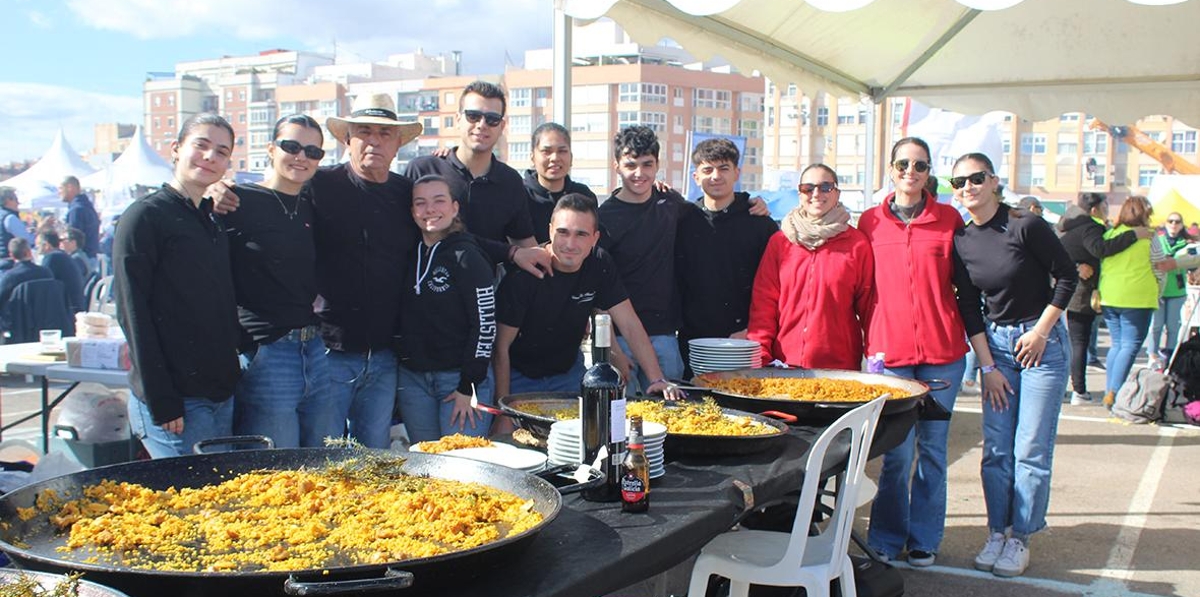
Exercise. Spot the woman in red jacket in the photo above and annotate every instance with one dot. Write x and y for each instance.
(917, 323)
(814, 283)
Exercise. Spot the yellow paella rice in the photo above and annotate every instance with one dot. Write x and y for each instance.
(287, 520)
(697, 418)
(799, 389)
(454, 441)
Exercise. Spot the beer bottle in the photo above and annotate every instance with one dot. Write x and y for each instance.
(635, 471)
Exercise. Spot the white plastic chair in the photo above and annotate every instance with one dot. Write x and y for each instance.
(779, 559)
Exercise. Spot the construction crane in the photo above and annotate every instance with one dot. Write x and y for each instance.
(1173, 162)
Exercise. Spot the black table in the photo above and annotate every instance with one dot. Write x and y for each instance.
(594, 548)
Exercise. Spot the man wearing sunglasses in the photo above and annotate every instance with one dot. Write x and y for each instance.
(493, 201)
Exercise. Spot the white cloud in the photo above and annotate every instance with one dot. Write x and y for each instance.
(366, 30)
(30, 115)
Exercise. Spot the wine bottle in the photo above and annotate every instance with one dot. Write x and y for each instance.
(603, 414)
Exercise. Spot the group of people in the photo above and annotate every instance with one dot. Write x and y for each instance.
(66, 253)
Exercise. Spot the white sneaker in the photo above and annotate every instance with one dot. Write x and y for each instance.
(1013, 560)
(987, 559)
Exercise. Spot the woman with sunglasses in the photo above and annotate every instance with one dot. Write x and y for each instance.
(1012, 257)
(1129, 290)
(917, 323)
(1175, 293)
(285, 385)
(814, 282)
(1083, 236)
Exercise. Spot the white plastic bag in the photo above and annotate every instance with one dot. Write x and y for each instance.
(96, 414)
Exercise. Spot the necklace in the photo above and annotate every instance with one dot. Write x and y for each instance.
(292, 213)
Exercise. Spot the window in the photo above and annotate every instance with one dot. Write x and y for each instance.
(1146, 175)
(519, 152)
(1068, 144)
(1033, 143)
(1183, 142)
(1096, 142)
(520, 124)
(520, 97)
(715, 98)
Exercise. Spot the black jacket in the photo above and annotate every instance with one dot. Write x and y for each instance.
(175, 302)
(1084, 240)
(449, 311)
(543, 200)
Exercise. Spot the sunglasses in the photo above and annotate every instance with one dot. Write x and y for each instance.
(978, 178)
(491, 118)
(825, 187)
(917, 164)
(293, 148)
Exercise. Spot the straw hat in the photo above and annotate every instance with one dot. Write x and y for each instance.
(373, 109)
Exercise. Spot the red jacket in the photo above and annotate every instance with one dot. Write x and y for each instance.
(915, 318)
(808, 306)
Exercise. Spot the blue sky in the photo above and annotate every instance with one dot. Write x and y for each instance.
(73, 64)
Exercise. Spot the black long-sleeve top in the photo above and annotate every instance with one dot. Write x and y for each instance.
(364, 236)
(717, 258)
(1019, 265)
(274, 261)
(449, 311)
(175, 302)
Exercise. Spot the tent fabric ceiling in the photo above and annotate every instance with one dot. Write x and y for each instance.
(1114, 59)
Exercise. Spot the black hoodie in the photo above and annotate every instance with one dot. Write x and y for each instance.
(1084, 240)
(543, 200)
(449, 306)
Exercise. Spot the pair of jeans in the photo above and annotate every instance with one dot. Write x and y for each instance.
(1018, 441)
(1170, 311)
(363, 389)
(667, 350)
(910, 508)
(567, 381)
(425, 410)
(283, 393)
(1079, 327)
(1127, 330)
(203, 420)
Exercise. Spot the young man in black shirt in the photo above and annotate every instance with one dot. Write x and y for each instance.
(639, 222)
(550, 178)
(543, 321)
(718, 248)
(493, 201)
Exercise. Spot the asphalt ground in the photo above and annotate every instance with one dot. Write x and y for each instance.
(1123, 520)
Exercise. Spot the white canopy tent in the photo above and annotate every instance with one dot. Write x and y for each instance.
(37, 186)
(137, 166)
(1119, 60)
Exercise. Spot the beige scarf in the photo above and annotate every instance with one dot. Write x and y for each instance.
(802, 229)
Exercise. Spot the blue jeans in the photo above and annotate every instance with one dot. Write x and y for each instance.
(363, 386)
(427, 416)
(283, 395)
(1168, 315)
(203, 420)
(567, 381)
(1018, 441)
(1127, 329)
(667, 350)
(916, 519)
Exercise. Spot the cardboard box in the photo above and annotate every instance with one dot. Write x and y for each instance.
(99, 354)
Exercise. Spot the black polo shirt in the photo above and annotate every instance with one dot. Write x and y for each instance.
(495, 206)
(552, 313)
(274, 260)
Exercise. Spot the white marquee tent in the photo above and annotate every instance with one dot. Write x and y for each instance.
(138, 164)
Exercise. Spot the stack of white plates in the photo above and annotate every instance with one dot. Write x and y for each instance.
(565, 444)
(504, 454)
(723, 354)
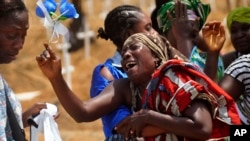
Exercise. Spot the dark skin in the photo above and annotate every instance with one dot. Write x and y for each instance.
(240, 37)
(196, 117)
(13, 31)
(144, 25)
(184, 41)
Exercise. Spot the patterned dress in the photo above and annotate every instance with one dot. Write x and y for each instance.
(5, 130)
(240, 70)
(176, 84)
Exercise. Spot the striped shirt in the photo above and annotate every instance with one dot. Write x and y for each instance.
(240, 70)
(5, 130)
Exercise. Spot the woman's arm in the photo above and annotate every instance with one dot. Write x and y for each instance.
(81, 111)
(232, 86)
(213, 34)
(150, 123)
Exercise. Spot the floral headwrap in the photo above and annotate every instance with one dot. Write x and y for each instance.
(201, 10)
(241, 15)
(154, 42)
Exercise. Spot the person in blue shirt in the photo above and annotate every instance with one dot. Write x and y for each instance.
(119, 24)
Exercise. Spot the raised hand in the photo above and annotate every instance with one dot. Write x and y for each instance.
(214, 35)
(49, 63)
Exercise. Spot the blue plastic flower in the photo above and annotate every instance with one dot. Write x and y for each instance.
(50, 6)
(68, 10)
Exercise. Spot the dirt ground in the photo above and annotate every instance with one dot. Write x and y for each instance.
(24, 75)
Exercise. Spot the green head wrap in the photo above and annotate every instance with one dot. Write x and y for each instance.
(241, 15)
(201, 10)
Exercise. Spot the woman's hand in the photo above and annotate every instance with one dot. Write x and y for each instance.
(32, 112)
(49, 63)
(214, 35)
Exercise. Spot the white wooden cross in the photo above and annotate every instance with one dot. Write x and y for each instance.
(86, 35)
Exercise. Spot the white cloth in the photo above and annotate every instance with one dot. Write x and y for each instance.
(46, 125)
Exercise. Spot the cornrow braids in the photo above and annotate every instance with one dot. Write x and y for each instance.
(9, 8)
(118, 21)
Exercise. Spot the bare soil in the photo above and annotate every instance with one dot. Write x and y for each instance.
(24, 75)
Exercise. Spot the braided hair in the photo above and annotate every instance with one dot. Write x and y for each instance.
(118, 21)
(10, 8)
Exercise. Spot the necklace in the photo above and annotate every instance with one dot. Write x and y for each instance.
(136, 98)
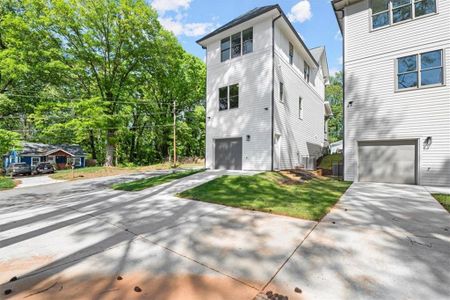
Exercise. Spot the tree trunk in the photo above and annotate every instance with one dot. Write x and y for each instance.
(92, 144)
(110, 147)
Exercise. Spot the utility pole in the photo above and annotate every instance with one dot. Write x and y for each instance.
(174, 134)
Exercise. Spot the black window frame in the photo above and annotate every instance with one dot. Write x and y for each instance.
(222, 49)
(414, 6)
(228, 99)
(419, 70)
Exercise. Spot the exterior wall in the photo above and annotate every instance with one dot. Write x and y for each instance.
(253, 73)
(379, 112)
(299, 137)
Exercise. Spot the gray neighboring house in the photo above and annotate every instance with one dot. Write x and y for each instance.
(397, 90)
(62, 156)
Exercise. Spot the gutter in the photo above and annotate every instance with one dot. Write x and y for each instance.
(273, 87)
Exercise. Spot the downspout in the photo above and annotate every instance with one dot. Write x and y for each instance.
(273, 88)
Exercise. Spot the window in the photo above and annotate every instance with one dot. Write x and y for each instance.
(291, 54)
(229, 97)
(307, 72)
(223, 98)
(281, 91)
(380, 13)
(77, 161)
(236, 45)
(225, 49)
(35, 161)
(247, 37)
(422, 70)
(401, 10)
(300, 108)
(387, 12)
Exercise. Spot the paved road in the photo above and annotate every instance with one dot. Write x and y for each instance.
(82, 240)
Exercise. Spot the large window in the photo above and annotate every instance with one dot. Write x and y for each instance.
(420, 70)
(229, 97)
(238, 44)
(225, 49)
(307, 72)
(387, 12)
(291, 53)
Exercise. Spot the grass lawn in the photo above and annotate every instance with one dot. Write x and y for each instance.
(6, 183)
(95, 172)
(142, 184)
(268, 192)
(327, 161)
(444, 200)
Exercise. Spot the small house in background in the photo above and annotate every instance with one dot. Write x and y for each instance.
(62, 156)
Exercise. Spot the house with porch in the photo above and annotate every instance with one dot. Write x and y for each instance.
(62, 156)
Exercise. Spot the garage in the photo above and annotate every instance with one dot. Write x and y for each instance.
(228, 154)
(393, 161)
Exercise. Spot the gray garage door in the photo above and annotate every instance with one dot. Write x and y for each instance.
(228, 154)
(387, 161)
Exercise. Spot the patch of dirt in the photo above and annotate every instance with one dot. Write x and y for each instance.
(135, 286)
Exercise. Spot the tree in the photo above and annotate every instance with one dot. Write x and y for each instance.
(334, 95)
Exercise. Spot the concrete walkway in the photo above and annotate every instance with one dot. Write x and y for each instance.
(380, 242)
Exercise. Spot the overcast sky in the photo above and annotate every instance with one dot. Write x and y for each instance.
(189, 20)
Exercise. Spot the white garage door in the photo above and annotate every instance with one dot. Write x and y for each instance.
(388, 161)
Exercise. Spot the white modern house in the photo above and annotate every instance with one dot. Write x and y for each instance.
(397, 90)
(265, 94)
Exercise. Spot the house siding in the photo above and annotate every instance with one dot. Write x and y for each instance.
(253, 73)
(299, 137)
(379, 112)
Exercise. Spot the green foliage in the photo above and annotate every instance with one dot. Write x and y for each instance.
(334, 94)
(142, 184)
(6, 183)
(103, 74)
(327, 161)
(266, 192)
(9, 141)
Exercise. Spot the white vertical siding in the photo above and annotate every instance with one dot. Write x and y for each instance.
(378, 111)
(253, 72)
(299, 137)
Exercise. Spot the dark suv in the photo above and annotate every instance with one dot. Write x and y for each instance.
(44, 168)
(18, 169)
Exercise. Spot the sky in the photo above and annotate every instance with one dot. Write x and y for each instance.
(189, 20)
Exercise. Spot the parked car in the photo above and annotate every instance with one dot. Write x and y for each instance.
(18, 169)
(43, 168)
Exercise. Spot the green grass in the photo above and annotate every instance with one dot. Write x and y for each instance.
(142, 184)
(444, 200)
(266, 192)
(327, 161)
(6, 183)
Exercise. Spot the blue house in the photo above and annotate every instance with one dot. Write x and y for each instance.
(62, 156)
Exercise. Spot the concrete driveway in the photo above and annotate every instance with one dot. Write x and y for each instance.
(36, 180)
(85, 241)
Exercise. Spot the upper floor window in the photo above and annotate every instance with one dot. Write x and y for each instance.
(420, 70)
(238, 44)
(300, 108)
(307, 72)
(387, 12)
(229, 97)
(291, 53)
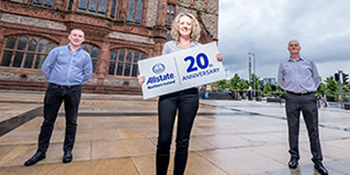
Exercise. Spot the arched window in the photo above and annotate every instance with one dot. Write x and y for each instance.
(135, 12)
(113, 9)
(25, 51)
(97, 7)
(123, 62)
(43, 3)
(93, 51)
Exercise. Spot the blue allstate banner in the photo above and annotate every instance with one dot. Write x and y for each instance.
(180, 70)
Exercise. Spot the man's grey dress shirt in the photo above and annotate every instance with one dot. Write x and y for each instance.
(299, 76)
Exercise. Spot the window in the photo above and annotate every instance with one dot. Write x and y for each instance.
(70, 5)
(170, 14)
(135, 12)
(93, 51)
(43, 3)
(97, 7)
(25, 51)
(123, 62)
(113, 9)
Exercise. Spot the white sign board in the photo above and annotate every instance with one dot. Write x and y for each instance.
(180, 70)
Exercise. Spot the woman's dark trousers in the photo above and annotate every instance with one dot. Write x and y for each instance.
(186, 102)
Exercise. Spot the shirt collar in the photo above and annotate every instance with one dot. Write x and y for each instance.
(300, 59)
(68, 46)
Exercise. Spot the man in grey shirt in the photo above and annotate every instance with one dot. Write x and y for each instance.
(299, 77)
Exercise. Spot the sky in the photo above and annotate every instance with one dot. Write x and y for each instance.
(264, 28)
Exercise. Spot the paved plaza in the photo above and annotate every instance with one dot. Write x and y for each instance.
(117, 134)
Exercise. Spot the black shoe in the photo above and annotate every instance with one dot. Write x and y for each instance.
(67, 157)
(293, 163)
(36, 158)
(320, 168)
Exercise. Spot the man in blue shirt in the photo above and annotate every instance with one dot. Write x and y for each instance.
(66, 68)
(299, 77)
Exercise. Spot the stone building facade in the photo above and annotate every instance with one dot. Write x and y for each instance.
(118, 34)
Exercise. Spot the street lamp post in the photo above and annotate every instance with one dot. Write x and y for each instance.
(252, 54)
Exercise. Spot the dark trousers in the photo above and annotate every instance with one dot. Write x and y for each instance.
(52, 102)
(307, 104)
(186, 102)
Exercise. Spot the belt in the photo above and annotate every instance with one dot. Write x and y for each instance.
(300, 94)
(62, 87)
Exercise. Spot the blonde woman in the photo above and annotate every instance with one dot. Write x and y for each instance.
(185, 32)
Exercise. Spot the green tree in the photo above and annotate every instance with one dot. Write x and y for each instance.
(267, 88)
(245, 85)
(235, 83)
(331, 88)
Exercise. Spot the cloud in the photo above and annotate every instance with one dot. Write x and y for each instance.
(264, 28)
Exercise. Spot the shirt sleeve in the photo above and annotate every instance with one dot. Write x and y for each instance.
(280, 77)
(87, 72)
(49, 62)
(315, 75)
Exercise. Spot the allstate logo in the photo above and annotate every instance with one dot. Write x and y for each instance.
(158, 68)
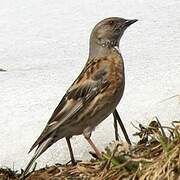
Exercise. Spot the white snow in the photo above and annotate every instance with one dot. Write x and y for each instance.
(44, 45)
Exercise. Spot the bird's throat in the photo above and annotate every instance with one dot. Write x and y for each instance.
(102, 49)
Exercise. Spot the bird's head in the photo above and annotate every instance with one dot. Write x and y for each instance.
(109, 31)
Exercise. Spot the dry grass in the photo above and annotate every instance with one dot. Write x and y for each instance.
(155, 157)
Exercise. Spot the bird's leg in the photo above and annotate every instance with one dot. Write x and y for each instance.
(94, 147)
(70, 151)
(117, 118)
(116, 129)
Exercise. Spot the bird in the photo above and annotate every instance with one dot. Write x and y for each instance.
(94, 95)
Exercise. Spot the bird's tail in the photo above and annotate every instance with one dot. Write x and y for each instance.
(40, 149)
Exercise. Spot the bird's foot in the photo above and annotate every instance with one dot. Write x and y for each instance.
(74, 162)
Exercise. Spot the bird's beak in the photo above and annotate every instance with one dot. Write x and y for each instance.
(128, 22)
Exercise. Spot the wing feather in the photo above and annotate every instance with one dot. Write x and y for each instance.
(73, 102)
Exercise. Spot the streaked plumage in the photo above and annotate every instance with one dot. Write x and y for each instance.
(95, 93)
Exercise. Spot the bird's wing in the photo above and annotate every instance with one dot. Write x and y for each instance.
(79, 94)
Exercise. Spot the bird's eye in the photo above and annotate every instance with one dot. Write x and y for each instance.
(111, 22)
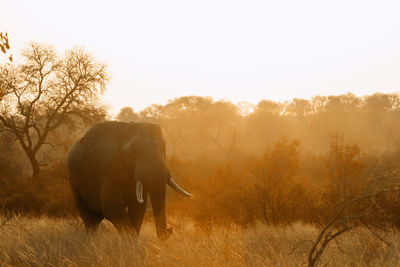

....

** TASK REQUIREMENTS **
Find each line in the items above that contains the word "concrete", and copy those lines out in full.

** COMPLETE OUTPUT **
Exercise. Spot the concrete walkway in the photo above and annotate every instance with one dot. Write x and y for each instance.
Exercise. Spot the concrete driveway in the photo above and annotate every instance with one dot. Write x and y for each instance.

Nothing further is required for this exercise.